Gather every line of the material below that contains the word "boulder".
--- Start of PROVIDED DATA ---
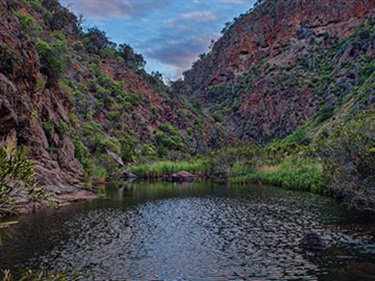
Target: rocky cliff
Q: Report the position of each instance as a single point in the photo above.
(79, 107)
(284, 63)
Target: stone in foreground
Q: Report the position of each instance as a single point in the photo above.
(181, 176)
(312, 242)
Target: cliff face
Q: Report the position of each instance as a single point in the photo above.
(75, 104)
(273, 67)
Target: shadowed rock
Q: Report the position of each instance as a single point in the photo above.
(181, 176)
(312, 242)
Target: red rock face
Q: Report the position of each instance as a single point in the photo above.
(30, 100)
(273, 38)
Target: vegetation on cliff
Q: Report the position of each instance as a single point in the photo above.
(273, 103)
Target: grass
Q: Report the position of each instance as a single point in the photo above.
(296, 174)
(158, 169)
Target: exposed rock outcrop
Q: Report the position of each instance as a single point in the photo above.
(181, 176)
(272, 68)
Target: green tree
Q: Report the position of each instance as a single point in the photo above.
(132, 59)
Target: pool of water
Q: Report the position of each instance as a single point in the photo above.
(197, 231)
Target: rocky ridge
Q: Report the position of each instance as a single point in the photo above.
(78, 110)
(273, 67)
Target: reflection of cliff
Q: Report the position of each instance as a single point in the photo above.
(74, 103)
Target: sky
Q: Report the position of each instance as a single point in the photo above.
(170, 34)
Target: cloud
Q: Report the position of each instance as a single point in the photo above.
(233, 1)
(123, 9)
(179, 54)
(200, 16)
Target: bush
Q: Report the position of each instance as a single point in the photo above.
(17, 177)
(348, 158)
(51, 59)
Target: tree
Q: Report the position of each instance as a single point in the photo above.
(132, 59)
(96, 40)
(157, 75)
(348, 159)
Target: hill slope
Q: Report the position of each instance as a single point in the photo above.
(287, 62)
(82, 106)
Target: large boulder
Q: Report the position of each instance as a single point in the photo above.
(181, 176)
(8, 118)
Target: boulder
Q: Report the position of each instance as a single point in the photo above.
(8, 118)
(181, 176)
(312, 242)
(127, 176)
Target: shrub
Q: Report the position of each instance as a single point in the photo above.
(51, 59)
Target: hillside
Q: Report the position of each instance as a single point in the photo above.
(81, 105)
(285, 97)
(285, 63)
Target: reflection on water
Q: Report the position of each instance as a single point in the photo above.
(196, 231)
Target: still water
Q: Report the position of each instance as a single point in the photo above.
(196, 231)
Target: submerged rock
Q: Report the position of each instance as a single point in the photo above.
(312, 242)
(127, 176)
(181, 176)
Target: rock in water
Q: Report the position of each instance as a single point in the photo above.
(181, 176)
(312, 242)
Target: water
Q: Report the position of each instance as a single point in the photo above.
(198, 231)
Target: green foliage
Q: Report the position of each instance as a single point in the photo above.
(17, 177)
(99, 174)
(298, 137)
(8, 59)
(96, 40)
(159, 169)
(292, 173)
(26, 20)
(51, 58)
(131, 59)
(348, 159)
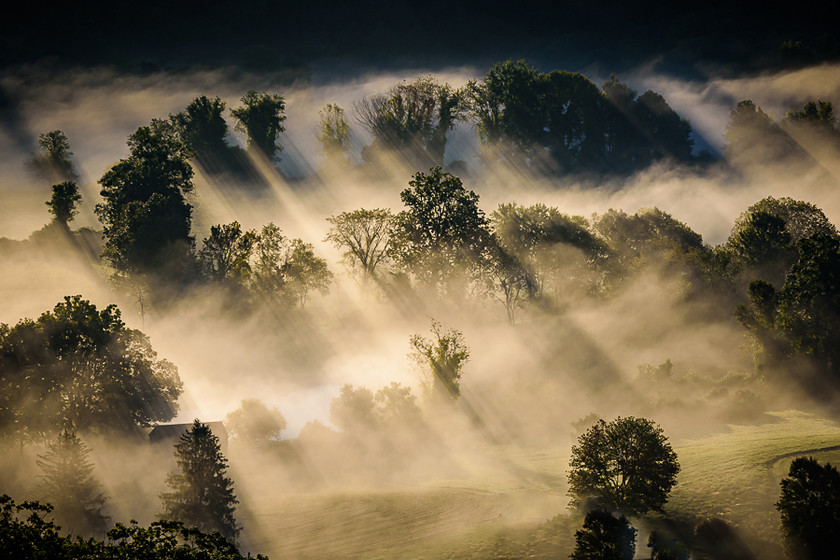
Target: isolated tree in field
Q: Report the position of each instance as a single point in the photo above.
(809, 506)
(54, 160)
(82, 366)
(68, 483)
(442, 232)
(145, 216)
(62, 203)
(201, 494)
(253, 422)
(604, 537)
(304, 272)
(334, 133)
(366, 236)
(260, 118)
(445, 354)
(626, 464)
(226, 254)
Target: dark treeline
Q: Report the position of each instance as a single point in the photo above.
(267, 35)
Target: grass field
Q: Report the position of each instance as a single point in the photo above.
(733, 475)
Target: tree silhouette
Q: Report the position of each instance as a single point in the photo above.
(366, 237)
(260, 118)
(445, 355)
(82, 366)
(604, 537)
(145, 215)
(69, 484)
(626, 464)
(334, 134)
(442, 232)
(201, 494)
(62, 204)
(54, 161)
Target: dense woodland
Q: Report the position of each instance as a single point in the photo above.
(78, 376)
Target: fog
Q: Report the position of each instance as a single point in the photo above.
(524, 385)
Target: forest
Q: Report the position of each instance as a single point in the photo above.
(482, 312)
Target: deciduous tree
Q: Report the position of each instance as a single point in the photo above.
(809, 506)
(626, 464)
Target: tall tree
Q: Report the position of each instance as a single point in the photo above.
(445, 354)
(201, 494)
(626, 464)
(54, 160)
(226, 254)
(260, 117)
(62, 203)
(304, 272)
(144, 212)
(68, 483)
(604, 537)
(203, 129)
(442, 232)
(366, 236)
(334, 133)
(82, 366)
(809, 507)
(412, 119)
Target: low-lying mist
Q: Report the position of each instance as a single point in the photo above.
(652, 344)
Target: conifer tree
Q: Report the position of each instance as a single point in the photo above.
(68, 483)
(202, 495)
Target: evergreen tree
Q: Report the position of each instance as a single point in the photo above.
(69, 484)
(202, 495)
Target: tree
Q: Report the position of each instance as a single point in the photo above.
(367, 237)
(54, 161)
(752, 137)
(443, 231)
(62, 204)
(270, 254)
(334, 133)
(809, 506)
(445, 355)
(260, 118)
(145, 215)
(25, 533)
(201, 493)
(626, 464)
(604, 537)
(253, 422)
(202, 127)
(81, 367)
(304, 272)
(226, 254)
(412, 119)
(69, 484)
(353, 410)
(396, 406)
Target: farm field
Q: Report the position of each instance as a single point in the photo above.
(733, 475)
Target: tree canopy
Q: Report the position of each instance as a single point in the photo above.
(626, 464)
(201, 494)
(81, 367)
(809, 507)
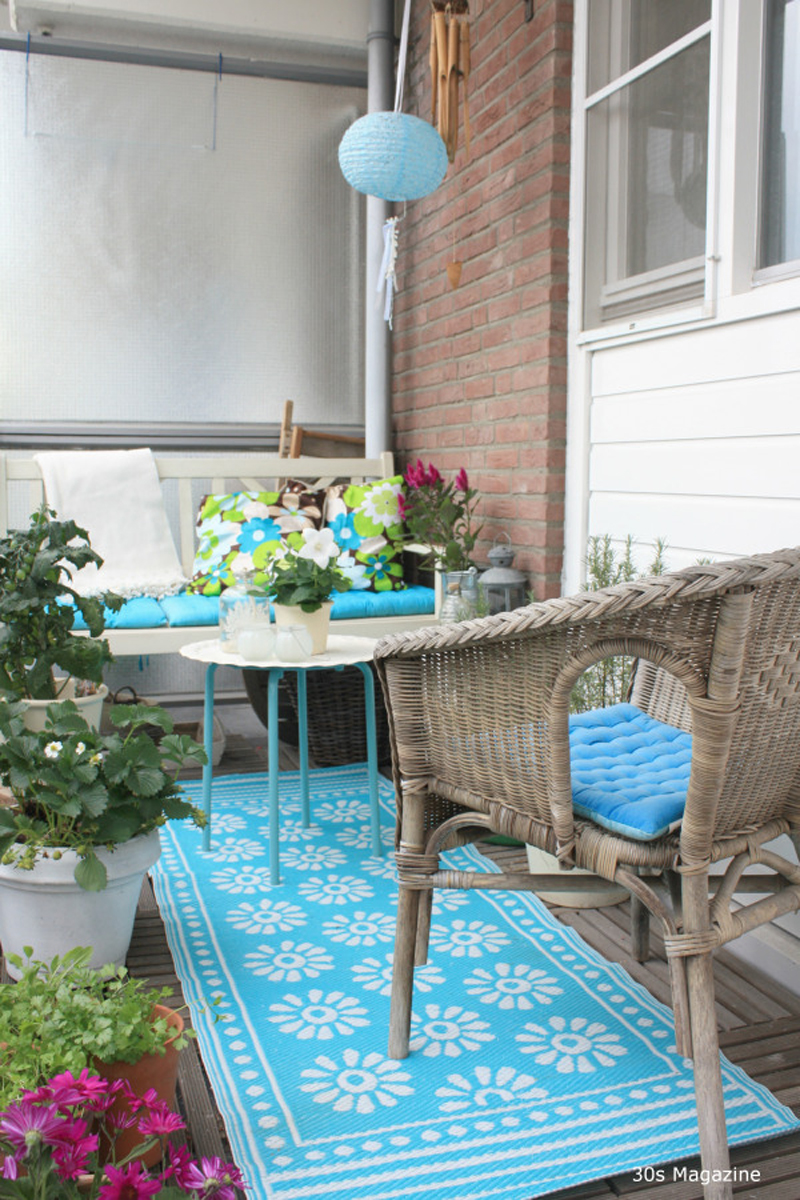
--- End of PROVIDED DATA ---
● TASK RESULT
Target: large boulder
Target: boulder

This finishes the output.